* Objective *
Edit the passage of the court opinion below from "Henry B. Tompkins, for" up to and including "work and material.", replacing "special master" with "referee", and give the passage again.

Sheffield Birmingham Coal, Iron Ry Co v. Gordon

Decision Date15 January 1894
Docket NumberNo. 176,176
PartiesSHEFFIELD & BIRMINGHAM COAL, IRON & RY. CO. v. GORDON et al
CourtU.S. Supreme Court

Statement by Mr. Justice BROWN:

This was an intervening petition filed by the firm of Gordon, Strobel & Laureau, in a case pending in the circuit court for the northern district of Alabama for the foreclosure of a deed of trust, setting up and claiming a mechanic's lien on certain furnace property described in the petition, to secure the payment of a large balance due to them as builders. The Central Trust Company of New York, trustee under the deed of trust, and plaintiff in the foreclosure suit, the Sheffield & Birmingham Coal, Iron & Railway Company, the mortgagor, Jacob G. Chamberlain, who was receiver in the foreclosure suit, and one Charles D. Woodson, as holder of certain bonds of the company, were made defendants to the petition. Petitioners' claim arose under a contract whereby they agreed to construct for the Alabama & Tennessee Coal & Iron Company, the predecessor of the appellant corporation, three iron blast furnaces at Sheffield, in Colbert county, Ala., for $564,000, 90 per cent. of which amount was to be paid from time to time during the construction of the furnaces, and which 90 per cent. had been practically paid as agreed between the parties, the claim of the appellees being the balance, together with some amounts alleged to have been paid out for excessive freight charges, and upon material furnished to repair and reconstruct one of the furnaces.

Joint and several answers were filed by the defendants, setting forth certain defenses to the petition, and demanding proof of each allegation thereof. It was admitted that the defendant company had become liable for whatever amount was due the petitioners by the original Alabama & Tennessee Coal & Iron Company. The main defense was that Gordon, one of the interveners, had undertaken to supervise the blowing in of one of the three furnaces, in which operation the furnace was ruined, and subsequently abandoned; that, in the blowing in of a second furance, it suffered such damage that it required about six months to put it in good condition; that the furnaces were not built according to the plans, specifications, and agreements of the contract, but were constructed in so faulty and inadequate a manner that their daily expense for coal was much larger than it would have been had they been properly constructed.

A decree was entered by consent, referring the case to a special master to examine and report the facts as to the existence of the contract, the construction of the furnaces, the payments made therefor, the amount due the petitioners, the existence of their lien, and also to report upon all matters of defense stated in the answer.

In pursuance of this order the master took the depositions of a number of witnesses, found the facts, and reported a balance due of $57,808.12, with interest from September 18, 1888. Exceptions were filed to this report by the defendants, which, upon argument, were overruled by the court, and a final decree entered in favor of the interveners for the amount reported by the master. From this decree an appeal was taken to this court.

Henry B. Tompkins, for appellant.

W. A. Gunter and R. C. Buckell, for appellee.

Mr. Justice BROWN, after stating the facts in the foregoing language, delivered the opinion of the court.

An interlocutory decree was entered in this case by consent, and the questions in issue arise upon exceptions to the report of the special master, to whom the case was referred to take proofs, and to report the amount found by him to be due. He was not, however, required to report the testimony. Defendants excepted to so much of said report, and the findings of the master in reference thereto, as determined——

'(1) That the defenses set up by the defendants are not sustained by the evidence.

'(2) That the petitioners, Gordon, Strobel & Laureau, are entitled to be paid the contract price for their work and material.

* Given data *
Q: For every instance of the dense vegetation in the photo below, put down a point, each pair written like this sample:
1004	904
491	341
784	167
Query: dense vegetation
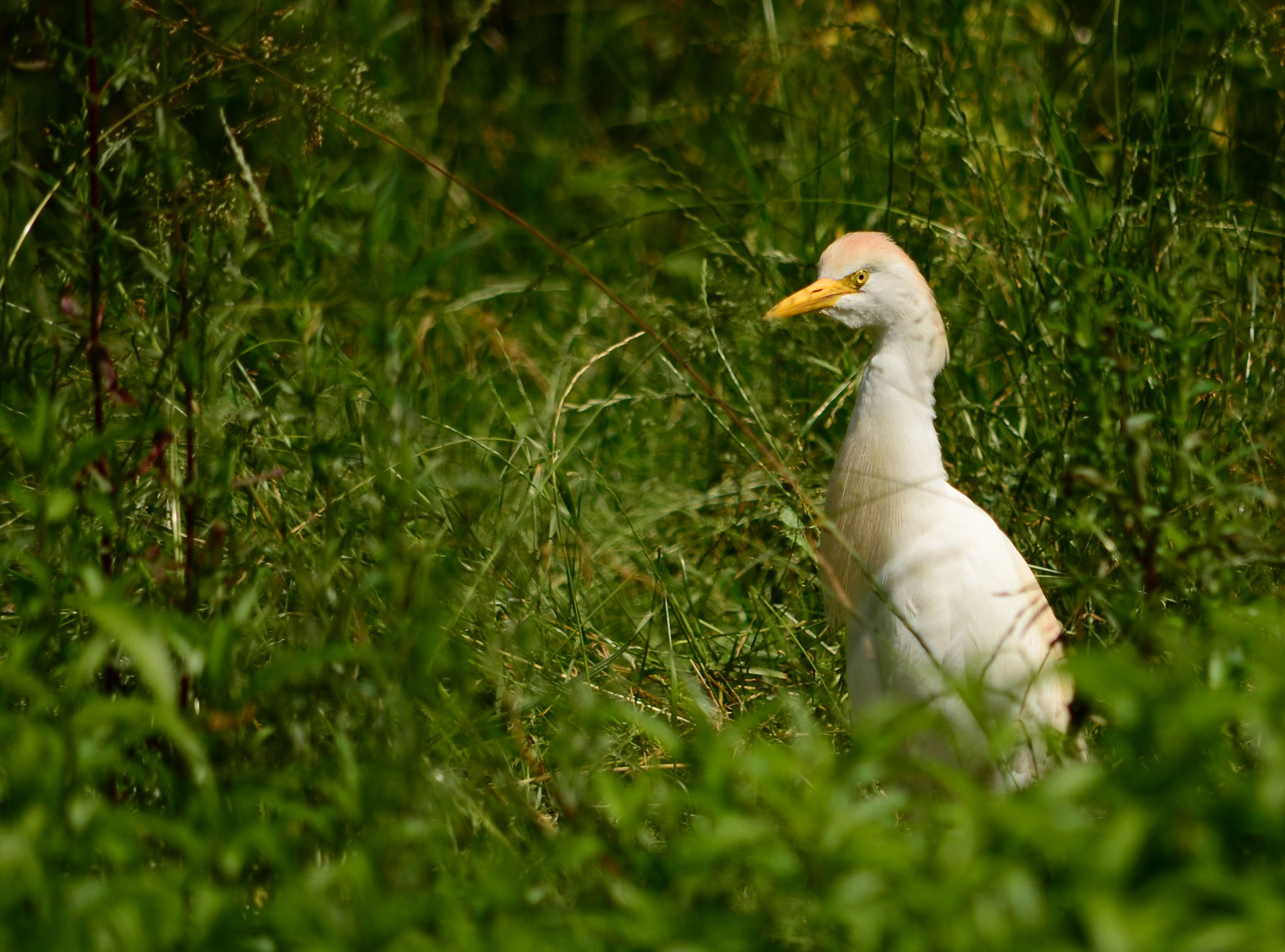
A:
368	579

* Answer in full *
Henry B. Tompkins, for appellant.

W. A. Gunter and R. C. Buckell, for appellee.

Mr. Justice BROWN, after stating the facts in the foregoing language, delivered the opinion of the court.

An interlocutory decree was entered in this case by consent, and the questions in issue arise upon exceptions to the report of the referee, to whom the case was referred to take proofs, and to report the amount found by him to be due. He was not, however, required to report the testimony. Defendants excepted to so much of said report, and the findings of the master in reference thereto, as determined——

'(1) That the defenses set up by the defendants are not sustained by the evidence.

'(2) That the petitioners, Gordon, Strobel & Laureau, are entitled to be paid the contract price for their work and material.